>>>

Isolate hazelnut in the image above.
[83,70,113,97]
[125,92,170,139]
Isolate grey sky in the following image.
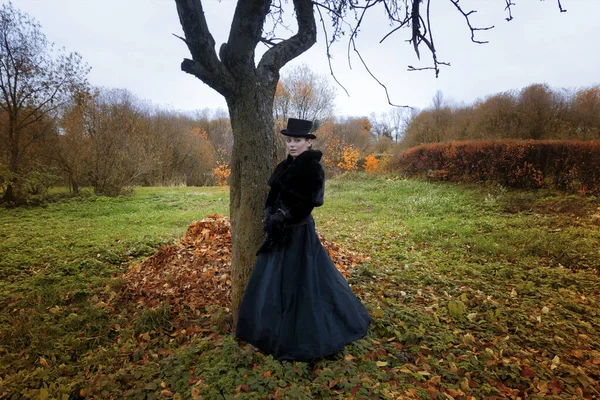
[11,0,600,116]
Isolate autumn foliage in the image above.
[123,214,367,313]
[363,154,379,173]
[392,140,600,193]
[338,145,360,172]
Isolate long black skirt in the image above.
[236,217,371,360]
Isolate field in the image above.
[0,175,600,399]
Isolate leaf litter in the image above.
[122,214,368,313]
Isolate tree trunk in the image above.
[227,79,274,322]
[2,119,19,203]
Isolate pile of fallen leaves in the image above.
[123,214,366,312]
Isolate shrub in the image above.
[392,140,600,194]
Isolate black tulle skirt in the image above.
[236,217,371,360]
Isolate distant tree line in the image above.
[401,84,600,148]
[0,3,600,203]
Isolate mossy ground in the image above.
[0,179,600,399]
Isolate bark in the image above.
[175,0,317,321]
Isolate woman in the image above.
[236,118,371,360]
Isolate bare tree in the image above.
[273,65,335,121]
[0,2,88,202]
[175,0,572,316]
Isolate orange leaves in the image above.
[364,154,379,173]
[393,140,600,193]
[123,214,364,313]
[337,145,360,172]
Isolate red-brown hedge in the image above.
[391,140,600,194]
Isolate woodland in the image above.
[0,0,600,400]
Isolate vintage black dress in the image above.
[236,150,371,360]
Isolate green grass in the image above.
[0,180,600,399]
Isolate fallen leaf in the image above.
[521,367,535,378]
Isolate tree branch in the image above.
[258,0,317,82]
[224,0,271,71]
[175,0,234,96]
[450,0,494,44]
[317,4,350,97]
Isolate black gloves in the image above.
[263,207,273,233]
[267,211,285,239]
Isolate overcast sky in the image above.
[11,0,600,116]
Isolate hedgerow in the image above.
[391,140,600,194]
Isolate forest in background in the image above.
[0,3,600,204]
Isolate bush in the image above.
[392,140,600,194]
[0,164,60,204]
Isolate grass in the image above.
[0,179,600,399]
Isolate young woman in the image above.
[236,118,371,360]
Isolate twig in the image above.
[504,0,515,21]
[350,38,412,108]
[315,3,350,97]
[450,0,494,44]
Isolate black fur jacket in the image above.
[265,150,325,224]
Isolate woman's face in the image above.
[285,136,312,157]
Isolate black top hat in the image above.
[281,118,317,139]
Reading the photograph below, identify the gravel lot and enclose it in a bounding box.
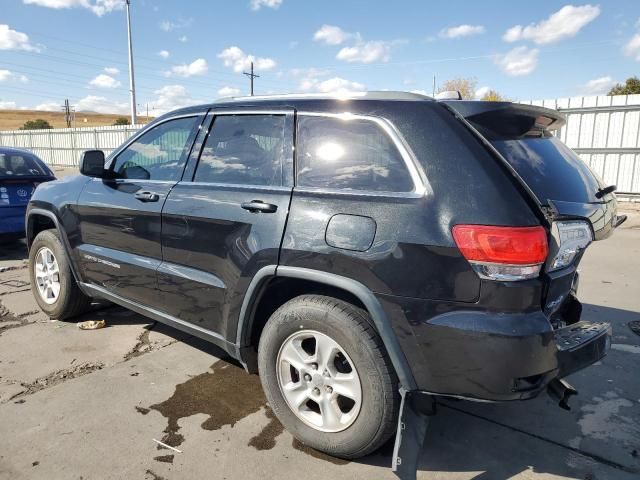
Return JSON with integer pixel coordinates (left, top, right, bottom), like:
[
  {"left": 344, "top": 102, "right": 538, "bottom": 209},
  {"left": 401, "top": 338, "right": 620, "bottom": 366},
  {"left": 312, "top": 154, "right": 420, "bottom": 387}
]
[{"left": 0, "top": 187, "right": 640, "bottom": 480}]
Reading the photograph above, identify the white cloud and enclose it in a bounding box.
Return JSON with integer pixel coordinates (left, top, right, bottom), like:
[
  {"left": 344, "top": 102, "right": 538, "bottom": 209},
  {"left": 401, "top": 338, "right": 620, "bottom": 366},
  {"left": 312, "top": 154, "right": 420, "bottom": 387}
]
[
  {"left": 75, "top": 95, "right": 129, "bottom": 114},
  {"left": 336, "top": 40, "right": 391, "bottom": 63},
  {"left": 580, "top": 75, "right": 617, "bottom": 95},
  {"left": 475, "top": 87, "right": 491, "bottom": 100},
  {"left": 218, "top": 87, "right": 240, "bottom": 97},
  {"left": 440, "top": 24, "right": 486, "bottom": 38},
  {"left": 624, "top": 33, "right": 640, "bottom": 61},
  {"left": 502, "top": 4, "right": 600, "bottom": 45},
  {"left": 151, "top": 85, "right": 197, "bottom": 114},
  {"left": 33, "top": 102, "right": 60, "bottom": 112},
  {"left": 0, "top": 24, "right": 40, "bottom": 52},
  {"left": 165, "top": 58, "right": 209, "bottom": 78},
  {"left": 89, "top": 73, "right": 121, "bottom": 88},
  {"left": 494, "top": 46, "right": 539, "bottom": 77},
  {"left": 299, "top": 77, "right": 367, "bottom": 93},
  {"left": 22, "top": 0, "right": 124, "bottom": 17},
  {"left": 160, "top": 18, "right": 193, "bottom": 32},
  {"left": 313, "top": 25, "right": 354, "bottom": 45},
  {"left": 313, "top": 25, "right": 394, "bottom": 63},
  {"left": 218, "top": 46, "right": 276, "bottom": 73},
  {"left": 249, "top": 0, "right": 282, "bottom": 11},
  {"left": 0, "top": 69, "right": 29, "bottom": 83}
]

<<<

EXERCISE DESCRIPTION:
Please repeat every row above word for word, leaving the pictures out of your answer.

RESULT:
Isolate hazelnut in the image above.
[83,70,113,97]
[125,92,170,139]
Isolate grey sky in the following image.
[11,0,600,116]
Isolate autumn foliage in the image above.
[123,214,367,313]
[363,154,379,173]
[392,140,600,193]
[338,145,360,172]
Isolate long black skirt in the image above.
[236,217,371,360]
Isolate field in the image above.
[0,175,600,399]
Isolate leaf litter in the image above.
[122,214,368,313]
Isolate tree trunk in the image above.
[227,79,274,322]
[2,119,19,203]
Isolate pile of fallen leaves in the image above.
[123,214,366,312]
Isolate shrub in the image above.
[392,140,600,194]
Isolate black tulle skirt in the image above.
[236,217,371,360]
Isolate distant tree line in the image above.
[401,84,600,148]
[0,3,600,203]
Isolate mossy ground in the image above.
[0,179,600,399]
Isolate bark in the image above.
[175,0,317,321]
Isolate woman in the image above.
[236,118,371,360]
Isolate bare tree in the image above.
[273,65,335,121]
[0,2,88,202]
[175,0,572,316]
Isolate orange leaves in the image above.
[364,154,379,173]
[393,140,600,193]
[123,214,364,313]
[337,145,360,172]
Isolate red-brown hedge in the image above.
[391,140,600,194]
Isolate woodland in the image above.
[0,0,600,400]
Isolate vintage black dress in the image above.
[236,150,371,360]
Isolate green grass in the image above.
[0,180,600,399]
Isolate fallen leaf in the image above.
[521,367,535,378]
Isolate tree branch in the image above.
[258,0,317,82]
[224,0,271,71]
[175,0,234,96]
[450,0,494,44]
[317,4,350,97]
Isolate black gloves in the image above.
[263,207,273,233]
[267,211,285,239]
Isolate overcast sky in the image above.
[11,0,600,116]
Isolate hedgerow in the image above.
[391,140,600,194]
Isolate forest in background in the image above.
[0,3,600,204]
Isolate bush in the image above.
[392,140,600,194]
[0,164,60,204]
Isolate grass in the image above.
[0,179,600,399]
Isolate young woman in the image above.
[236,118,371,360]
Isolate twig in the image above.
[504,0,515,21]
[350,38,412,108]
[315,3,350,97]
[450,0,494,44]
Isolate black fur jacket in the image above.
[265,150,325,224]
Isolate woman's face in the image above.
[285,136,312,157]
Isolate black top hat in the image above.
[281,118,317,139]
Reading the photograph below, identify the gravel lot and enclose it in a bounding box.
Return JSON with integer pixel coordinates (left, top, right, bottom), like:
[
  {"left": 344, "top": 102, "right": 538, "bottom": 209},
  {"left": 401, "top": 338, "right": 620, "bottom": 366},
  {"left": 312, "top": 154, "right": 420, "bottom": 387}
]
[{"left": 0, "top": 187, "right": 640, "bottom": 480}]
Reading the photograph above, identify the white cloud and enclose it in a bounding box.
Return JSON with integer pixel coordinates (left, top, right, bottom), like:
[
  {"left": 344, "top": 102, "right": 538, "bottom": 209},
  {"left": 401, "top": 338, "right": 620, "bottom": 366},
  {"left": 312, "top": 154, "right": 420, "bottom": 387}
]
[
  {"left": 75, "top": 95, "right": 129, "bottom": 114},
  {"left": 336, "top": 40, "right": 391, "bottom": 63},
  {"left": 580, "top": 75, "right": 617, "bottom": 95},
  {"left": 475, "top": 87, "right": 491, "bottom": 100},
  {"left": 218, "top": 87, "right": 240, "bottom": 97},
  {"left": 440, "top": 24, "right": 486, "bottom": 38},
  {"left": 624, "top": 33, "right": 640, "bottom": 61},
  {"left": 502, "top": 4, "right": 600, "bottom": 45},
  {"left": 151, "top": 85, "right": 197, "bottom": 114},
  {"left": 33, "top": 102, "right": 60, "bottom": 112},
  {"left": 0, "top": 24, "right": 40, "bottom": 52},
  {"left": 165, "top": 58, "right": 209, "bottom": 78},
  {"left": 89, "top": 73, "right": 121, "bottom": 88},
  {"left": 494, "top": 46, "right": 539, "bottom": 77},
  {"left": 299, "top": 77, "right": 367, "bottom": 93},
  {"left": 22, "top": 0, "right": 124, "bottom": 17},
  {"left": 160, "top": 18, "right": 193, "bottom": 32},
  {"left": 313, "top": 25, "right": 354, "bottom": 45},
  {"left": 313, "top": 25, "right": 394, "bottom": 63},
  {"left": 218, "top": 46, "right": 276, "bottom": 73},
  {"left": 249, "top": 0, "right": 282, "bottom": 11},
  {"left": 0, "top": 69, "right": 29, "bottom": 83}
]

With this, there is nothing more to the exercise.